:: SUPPLIED RECORDS
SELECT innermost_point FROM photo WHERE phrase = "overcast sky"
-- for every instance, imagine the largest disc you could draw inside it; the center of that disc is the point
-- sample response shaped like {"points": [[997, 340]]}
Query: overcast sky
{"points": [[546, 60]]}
::::
**EXERCISE DETAILS**
The full set of entries must be restated exactly, with none omitted.

**REPLY TO THE TASK**
SELECT innermost_point FROM photo WHERE phrase = "overcast sky"
-- for every instance, imagine the largest disc you could draw inside it; the center of that disc is the point
-- sample response shaped like {"points": [[997, 340]]}
Query: overcast sky
{"points": [[546, 60]]}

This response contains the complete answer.